REQUIRED WORK:
What lines in the material hold the string "flower"? Copy out each of them.

DATA EXCERPTS:
-- Opening Marker --

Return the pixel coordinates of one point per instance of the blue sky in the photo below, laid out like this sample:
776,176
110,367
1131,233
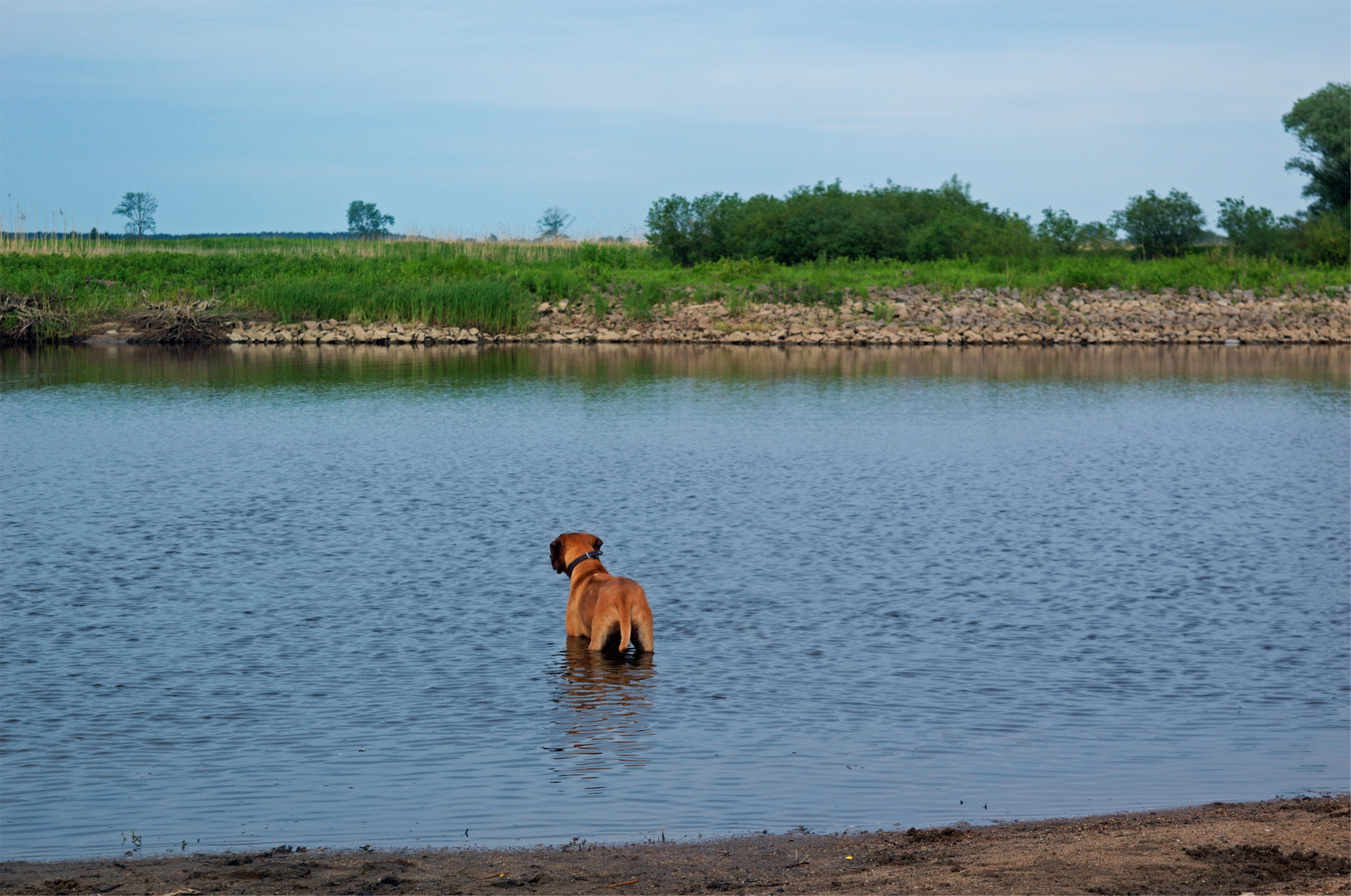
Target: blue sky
466,119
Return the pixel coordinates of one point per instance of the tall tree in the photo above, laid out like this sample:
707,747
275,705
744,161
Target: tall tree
139,211
365,221
1321,122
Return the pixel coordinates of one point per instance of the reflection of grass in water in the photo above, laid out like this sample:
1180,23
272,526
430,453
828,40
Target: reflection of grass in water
606,696
378,367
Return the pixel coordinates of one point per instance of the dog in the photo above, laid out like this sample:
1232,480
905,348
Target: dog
602,607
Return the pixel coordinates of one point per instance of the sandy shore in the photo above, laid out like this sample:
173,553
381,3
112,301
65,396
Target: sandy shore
885,316
1281,846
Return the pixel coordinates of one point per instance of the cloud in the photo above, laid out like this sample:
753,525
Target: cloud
476,113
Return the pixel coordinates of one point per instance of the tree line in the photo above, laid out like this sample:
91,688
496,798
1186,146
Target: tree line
925,225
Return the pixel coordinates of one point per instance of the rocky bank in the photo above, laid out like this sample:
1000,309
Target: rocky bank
882,316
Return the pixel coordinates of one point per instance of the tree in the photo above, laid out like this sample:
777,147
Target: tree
1321,122
365,221
139,211
554,222
1060,230
1251,230
1159,225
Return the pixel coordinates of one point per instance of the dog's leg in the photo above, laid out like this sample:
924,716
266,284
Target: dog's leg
643,634
602,629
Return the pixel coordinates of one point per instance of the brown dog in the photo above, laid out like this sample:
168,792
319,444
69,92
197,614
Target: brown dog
600,606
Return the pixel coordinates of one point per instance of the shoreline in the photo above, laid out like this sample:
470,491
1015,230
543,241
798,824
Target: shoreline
1277,846
911,316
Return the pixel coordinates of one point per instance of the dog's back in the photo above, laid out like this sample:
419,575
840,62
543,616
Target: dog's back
602,607
621,608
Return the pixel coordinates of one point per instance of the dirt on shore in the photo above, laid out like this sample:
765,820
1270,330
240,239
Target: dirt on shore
884,316
1281,846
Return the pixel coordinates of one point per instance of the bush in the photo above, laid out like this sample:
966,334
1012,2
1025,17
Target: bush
1161,225
1252,230
822,222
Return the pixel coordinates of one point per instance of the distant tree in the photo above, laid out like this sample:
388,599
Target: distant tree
1097,234
554,222
1321,122
365,221
139,210
1251,230
1060,230
1159,225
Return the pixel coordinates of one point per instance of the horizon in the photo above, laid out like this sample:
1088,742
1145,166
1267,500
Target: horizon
465,120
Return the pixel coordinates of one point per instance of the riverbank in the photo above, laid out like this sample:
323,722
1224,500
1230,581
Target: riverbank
881,316
1280,846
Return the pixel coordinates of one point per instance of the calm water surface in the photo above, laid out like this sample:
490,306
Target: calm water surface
258,597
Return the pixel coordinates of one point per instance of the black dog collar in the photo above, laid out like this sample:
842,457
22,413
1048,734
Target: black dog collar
591,554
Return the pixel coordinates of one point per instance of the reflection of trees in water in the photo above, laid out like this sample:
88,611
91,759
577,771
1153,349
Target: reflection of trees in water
602,706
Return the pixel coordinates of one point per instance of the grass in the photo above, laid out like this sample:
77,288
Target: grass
496,285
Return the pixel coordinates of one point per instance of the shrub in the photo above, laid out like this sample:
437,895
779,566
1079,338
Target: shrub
1161,225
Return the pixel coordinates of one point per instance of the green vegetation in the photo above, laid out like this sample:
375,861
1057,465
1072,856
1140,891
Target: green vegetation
497,285
1321,122
365,221
139,210
823,222
817,245
1161,225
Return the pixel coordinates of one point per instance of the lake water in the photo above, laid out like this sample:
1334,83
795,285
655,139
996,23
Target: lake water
260,597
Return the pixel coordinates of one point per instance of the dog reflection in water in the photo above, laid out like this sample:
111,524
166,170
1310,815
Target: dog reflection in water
607,706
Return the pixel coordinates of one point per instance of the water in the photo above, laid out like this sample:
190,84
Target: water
258,597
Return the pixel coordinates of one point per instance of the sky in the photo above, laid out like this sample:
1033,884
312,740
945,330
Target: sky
468,119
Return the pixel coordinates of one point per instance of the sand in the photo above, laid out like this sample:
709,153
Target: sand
1280,846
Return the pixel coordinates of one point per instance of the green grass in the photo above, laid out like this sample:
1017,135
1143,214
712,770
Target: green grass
496,285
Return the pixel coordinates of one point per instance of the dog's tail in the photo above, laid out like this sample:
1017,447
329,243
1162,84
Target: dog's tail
642,622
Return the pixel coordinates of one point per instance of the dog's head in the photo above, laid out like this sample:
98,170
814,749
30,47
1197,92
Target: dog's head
569,546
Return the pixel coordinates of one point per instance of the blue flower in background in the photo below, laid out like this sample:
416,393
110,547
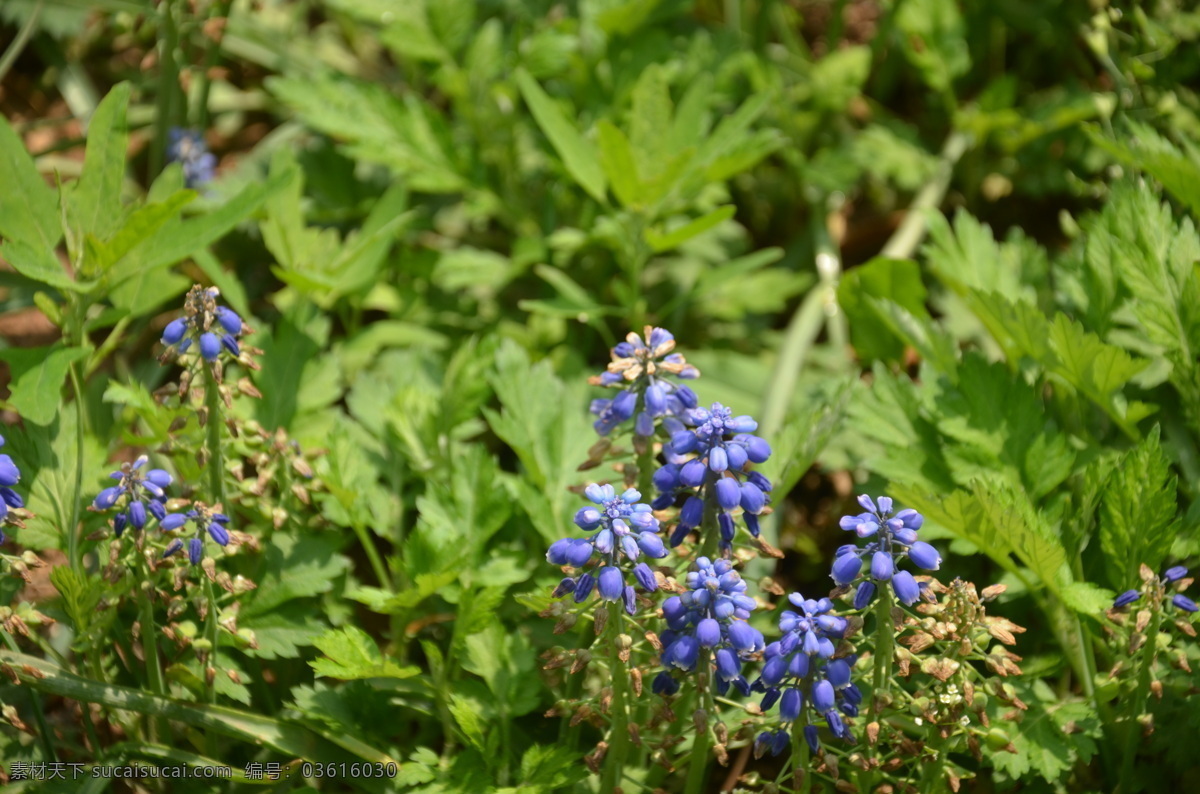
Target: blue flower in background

-- Closing Marker --

ANSWER AREA:
Return the pixel coordinates of one point per instance of the blue flower in background in the photo below, laid out like this sample:
Target: blue flower in background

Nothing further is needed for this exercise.